PROBLEMAS E TAREFAS:
a: Quantas páginas tem o quarto volume, segundo o excerto sobre a série Spirou?
b: Transcreva o trecho do excerto sobre a série Spirou entre "Neste quarto volume, que" e "complexidade à história.", inclusive.

+++ EXCERTO DO DOCUMENTO +++

A ASA acaba de publicar o quarto e último volume da série Spirou - A Esperança Nunca Morre…, de Émile Bravo, e que bom que foi poder mergulhar nesta história original e iniciática de Spirou e Fantásio, que coloca estas personagens a que nos fomos habituando num sem número de aventuras que acompanharam a nossa juventude, naquele que será o mais impactante momento das suas vidas: a Segunda Guerra Mundial, com toda a crise de valores e humanidade que a mesma levantou e a consequente invasão da Bélgica pelas tropas nazis.
Neste quarto volume, que termina a história - sendo o mais curto dos álbuns, com apenas 45 páginas - a narrativa de todo o arco – incluindo até o próprio Diário de Um Ingénuo - é fechada, deixando ficar no ar a ideia de que o propósito deste quarto volume foi mesmo essa, a de resolver a história e os desígnios que a sorte(?) deixou para cada uma das personagens com que Spirou se foi cruzando ao longo desta densa e marcante aventura imaginada por Émile Bravo.
Conforme já escrevi a propósito dos livros um, dois e três, Bravo tece uma trama complexa, repleta de intriga, suspense e momentos de intensa emoção. A profundidade psicológica dos personagens é explorada de maneira convincente, adicionando camadas de complexidade à história.

+++ REGISTOS DO CONJUNTO +++

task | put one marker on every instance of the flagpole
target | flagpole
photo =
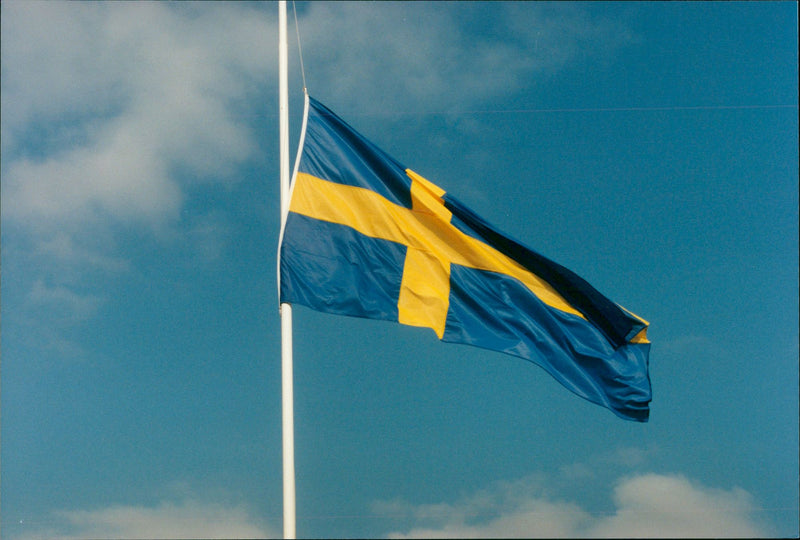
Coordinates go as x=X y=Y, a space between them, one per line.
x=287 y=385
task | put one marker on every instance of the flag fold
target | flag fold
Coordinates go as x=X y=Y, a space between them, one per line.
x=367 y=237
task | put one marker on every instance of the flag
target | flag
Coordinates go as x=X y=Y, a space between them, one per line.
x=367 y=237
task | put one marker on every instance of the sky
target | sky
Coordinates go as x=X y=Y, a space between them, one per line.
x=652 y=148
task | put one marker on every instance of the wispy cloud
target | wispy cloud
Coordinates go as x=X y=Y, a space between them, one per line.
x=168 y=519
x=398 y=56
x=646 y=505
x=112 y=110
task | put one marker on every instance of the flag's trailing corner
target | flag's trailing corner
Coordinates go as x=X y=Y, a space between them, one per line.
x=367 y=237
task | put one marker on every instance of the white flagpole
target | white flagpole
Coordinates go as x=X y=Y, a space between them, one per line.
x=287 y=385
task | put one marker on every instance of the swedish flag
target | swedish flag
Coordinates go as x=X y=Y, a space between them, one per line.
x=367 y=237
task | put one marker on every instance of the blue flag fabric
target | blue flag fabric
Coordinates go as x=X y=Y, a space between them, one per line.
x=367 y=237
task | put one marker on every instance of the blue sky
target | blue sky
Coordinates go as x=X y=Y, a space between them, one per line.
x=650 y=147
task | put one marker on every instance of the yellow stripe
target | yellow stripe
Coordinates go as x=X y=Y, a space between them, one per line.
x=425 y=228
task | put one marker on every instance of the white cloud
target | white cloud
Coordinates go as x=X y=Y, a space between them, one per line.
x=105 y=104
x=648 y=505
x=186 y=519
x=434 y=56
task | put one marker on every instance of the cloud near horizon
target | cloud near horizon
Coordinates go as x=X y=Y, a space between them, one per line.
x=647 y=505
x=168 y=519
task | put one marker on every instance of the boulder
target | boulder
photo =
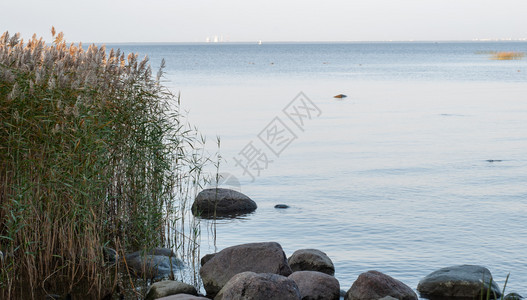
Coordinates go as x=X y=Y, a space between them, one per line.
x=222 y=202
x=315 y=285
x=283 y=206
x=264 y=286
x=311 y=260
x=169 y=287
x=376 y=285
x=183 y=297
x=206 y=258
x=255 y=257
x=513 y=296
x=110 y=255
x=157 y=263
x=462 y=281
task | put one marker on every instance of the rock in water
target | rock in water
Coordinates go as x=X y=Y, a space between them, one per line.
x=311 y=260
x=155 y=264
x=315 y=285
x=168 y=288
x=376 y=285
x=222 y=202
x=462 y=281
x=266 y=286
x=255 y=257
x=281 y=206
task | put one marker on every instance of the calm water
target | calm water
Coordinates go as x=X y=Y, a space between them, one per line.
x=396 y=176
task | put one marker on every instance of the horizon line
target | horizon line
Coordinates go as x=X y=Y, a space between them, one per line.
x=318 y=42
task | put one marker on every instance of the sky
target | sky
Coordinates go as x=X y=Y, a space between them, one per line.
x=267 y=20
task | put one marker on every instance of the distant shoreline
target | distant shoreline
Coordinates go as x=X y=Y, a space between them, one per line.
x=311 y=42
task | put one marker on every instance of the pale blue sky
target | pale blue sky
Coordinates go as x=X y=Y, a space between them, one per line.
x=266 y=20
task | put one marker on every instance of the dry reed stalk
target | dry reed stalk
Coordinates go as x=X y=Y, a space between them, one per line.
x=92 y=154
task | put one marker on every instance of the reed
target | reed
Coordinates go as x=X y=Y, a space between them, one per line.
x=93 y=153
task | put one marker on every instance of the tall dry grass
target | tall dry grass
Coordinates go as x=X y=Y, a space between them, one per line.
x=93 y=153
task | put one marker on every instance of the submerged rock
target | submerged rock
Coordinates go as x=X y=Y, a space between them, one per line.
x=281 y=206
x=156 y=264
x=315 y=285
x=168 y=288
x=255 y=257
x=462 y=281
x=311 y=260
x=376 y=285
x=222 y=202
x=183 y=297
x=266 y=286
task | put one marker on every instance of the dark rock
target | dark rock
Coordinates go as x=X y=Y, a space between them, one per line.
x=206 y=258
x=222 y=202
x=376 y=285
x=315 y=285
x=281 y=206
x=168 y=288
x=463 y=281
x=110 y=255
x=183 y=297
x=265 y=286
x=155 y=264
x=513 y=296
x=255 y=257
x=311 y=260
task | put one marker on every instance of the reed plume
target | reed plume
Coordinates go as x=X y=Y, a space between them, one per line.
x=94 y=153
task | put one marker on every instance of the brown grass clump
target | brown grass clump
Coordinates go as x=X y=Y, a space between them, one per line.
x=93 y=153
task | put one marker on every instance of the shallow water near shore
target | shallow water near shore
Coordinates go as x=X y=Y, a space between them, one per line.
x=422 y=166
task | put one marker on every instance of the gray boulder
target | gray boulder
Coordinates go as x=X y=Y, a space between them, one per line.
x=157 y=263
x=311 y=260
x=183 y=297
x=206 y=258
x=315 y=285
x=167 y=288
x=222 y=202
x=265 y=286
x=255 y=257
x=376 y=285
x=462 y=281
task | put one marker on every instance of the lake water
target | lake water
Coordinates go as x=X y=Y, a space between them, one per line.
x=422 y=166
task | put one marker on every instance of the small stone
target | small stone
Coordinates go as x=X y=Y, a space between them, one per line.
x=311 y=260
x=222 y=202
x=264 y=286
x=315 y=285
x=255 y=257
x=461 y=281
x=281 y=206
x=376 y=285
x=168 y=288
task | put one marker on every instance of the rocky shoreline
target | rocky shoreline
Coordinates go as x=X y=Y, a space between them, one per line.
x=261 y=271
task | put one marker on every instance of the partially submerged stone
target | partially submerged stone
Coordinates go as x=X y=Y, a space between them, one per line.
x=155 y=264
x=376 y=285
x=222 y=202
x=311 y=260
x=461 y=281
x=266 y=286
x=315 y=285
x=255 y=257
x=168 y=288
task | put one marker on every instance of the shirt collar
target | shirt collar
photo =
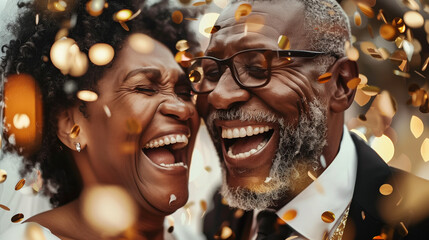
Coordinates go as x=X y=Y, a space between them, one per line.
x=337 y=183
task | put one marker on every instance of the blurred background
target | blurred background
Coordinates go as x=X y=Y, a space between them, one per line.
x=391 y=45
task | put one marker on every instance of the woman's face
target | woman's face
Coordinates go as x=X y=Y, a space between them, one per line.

+++

AS RESPOSTAS:
a: Apenas 45 páginas.

b:
Neste quarto volume, que termina a história - sendo o mais curto dos álbuns, com apenas 45 páginas - a narrativa de todo o arco – incluindo até o próprio Diário de Um Ingénuo - é fechada, deixando ficar no ar a ideia de que o propósito deste quarto volume foi mesmo essa, a de resolver a história e os desígnios que a sorte(?) deixou para cada uma das personagens com que Spirou se foi cruzando ao longo desta densa e marcante aventura imaginada por Émile Bravo.
Conforme já escrevi a propósito dos livros um, dois e três, Bravo tece uma trama complexa, repleta de intriga, suspense e momentos de intensa emoção. A profundidade psicológica dos personagens é explorada de maneira convincente, adicionando camadas de complexidade à história.